# START OF Material provided

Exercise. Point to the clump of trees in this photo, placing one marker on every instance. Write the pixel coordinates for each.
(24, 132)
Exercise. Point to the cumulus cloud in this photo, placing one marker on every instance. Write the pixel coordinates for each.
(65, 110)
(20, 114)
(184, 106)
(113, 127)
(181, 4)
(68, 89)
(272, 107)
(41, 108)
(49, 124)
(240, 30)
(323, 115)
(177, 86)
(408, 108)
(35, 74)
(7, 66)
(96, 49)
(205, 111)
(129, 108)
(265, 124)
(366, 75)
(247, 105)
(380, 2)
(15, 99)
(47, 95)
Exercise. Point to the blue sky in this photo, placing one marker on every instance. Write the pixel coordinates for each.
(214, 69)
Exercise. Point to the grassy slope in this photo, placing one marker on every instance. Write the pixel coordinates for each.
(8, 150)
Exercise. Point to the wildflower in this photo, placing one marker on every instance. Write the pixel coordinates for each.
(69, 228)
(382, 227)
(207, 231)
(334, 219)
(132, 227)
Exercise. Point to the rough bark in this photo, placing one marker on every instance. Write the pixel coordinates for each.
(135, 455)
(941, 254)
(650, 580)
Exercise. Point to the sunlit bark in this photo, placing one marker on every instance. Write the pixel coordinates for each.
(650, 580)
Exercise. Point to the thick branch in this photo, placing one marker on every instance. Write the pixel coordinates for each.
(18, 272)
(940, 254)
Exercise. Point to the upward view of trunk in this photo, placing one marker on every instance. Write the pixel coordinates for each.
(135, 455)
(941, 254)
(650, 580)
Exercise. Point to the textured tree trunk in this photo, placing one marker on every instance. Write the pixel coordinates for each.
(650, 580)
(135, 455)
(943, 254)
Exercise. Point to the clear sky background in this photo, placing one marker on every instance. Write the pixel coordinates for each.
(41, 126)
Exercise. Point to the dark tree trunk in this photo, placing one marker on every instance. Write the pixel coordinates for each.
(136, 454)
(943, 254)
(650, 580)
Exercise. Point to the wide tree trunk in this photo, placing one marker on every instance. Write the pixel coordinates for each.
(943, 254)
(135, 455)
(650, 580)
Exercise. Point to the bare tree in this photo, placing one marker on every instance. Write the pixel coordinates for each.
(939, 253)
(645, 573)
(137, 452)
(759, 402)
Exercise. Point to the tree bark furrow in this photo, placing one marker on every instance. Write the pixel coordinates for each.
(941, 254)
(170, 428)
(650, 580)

# END OF Material provided

> [What the exercise asks] Turn the rows above into a two-column CSV with the header instruction,coordinates and one line for each row. Put each row's text and its answer in a single quoted field apiece, replacing any line breaks with spaces.

> [Solution for this problem]
instruction,coordinates
"Exercise. Point to the clump of trees in this photo, placing one marker on every instance. Write the pixel coordinates for each.","(24, 132)"
"Exercise. Point to the cumulus cloud in this photo, placing one marker on every instance. Write the pixel coordinates for each.","(65, 110) (20, 114) (184, 106) (113, 127) (181, 4) (68, 89) (272, 107) (41, 108) (49, 124) (240, 30) (323, 115) (177, 86) (408, 108) (35, 74) (7, 66) (96, 49) (205, 111) (129, 108) (265, 124) (366, 75) (247, 105) (380, 2) (15, 99) (47, 95)"
"Exercise. Point to the blue sky in this photo, placing one marker on every instance. Write the pixel coordinates for each.","(214, 69)"
"Exercise. Point to the grassy slope in this photo, placing one marker on every instance. Write the pixel coordinates for each.","(8, 150)"
"Exercise. Point to the wildflower in this photo, placing one marker on every instance. Write the pixel coordinates for each.","(69, 228) (382, 227) (207, 231) (334, 219) (132, 227)"
"Exercise. Point to the rough bark in this photo, placing one marker on every instance. Write the pixel coordinates for each.","(135, 455) (941, 254) (650, 580)"
"Exercise. Point to the sunlit bark in this photo, placing one marker on every instance. Write the pixel coordinates for each.","(650, 580)"
"Exercise. Point to the thick branch in this photo, placing one marker on every instance. Write the pixel coordinates for each.","(18, 272) (940, 254)"
"Exercise. Point to the upward view of trunk in this photo, placing one marker on every instance. Write the pixel coordinates for each.","(135, 455) (941, 254) (650, 580)"
"Exercise. Point to the textured tree trunk in this photo, placing one marker on every instance. Write the pixel coordinates for each.","(650, 580) (135, 455) (943, 254)"
"Exercise. Point to the clear sky background in this photo, placing one marker on every instance. Write the pixel coordinates for each.","(41, 126)"
"Exercise. Point to the dark tree trunk in this photo, placing one marker on every instance. Write the pixel coordinates for each.","(136, 454) (943, 254) (650, 580)"
"Exercise. Point to the wide tree trunk in this photo, placing one marker on every instance. Write the pixel coordinates for each.","(943, 254) (135, 455) (650, 580)"
"Exercise. Point to the bare tree in this photo, placing one marker on every instance. Write the pixel coordinates for each.","(939, 253) (645, 573) (137, 452) (759, 402)"
"Exercise. Point to the tree bark furrow in this photo, placing one marker on every instance. Write the pixel coordinates for each.","(941, 254) (170, 428) (650, 580)"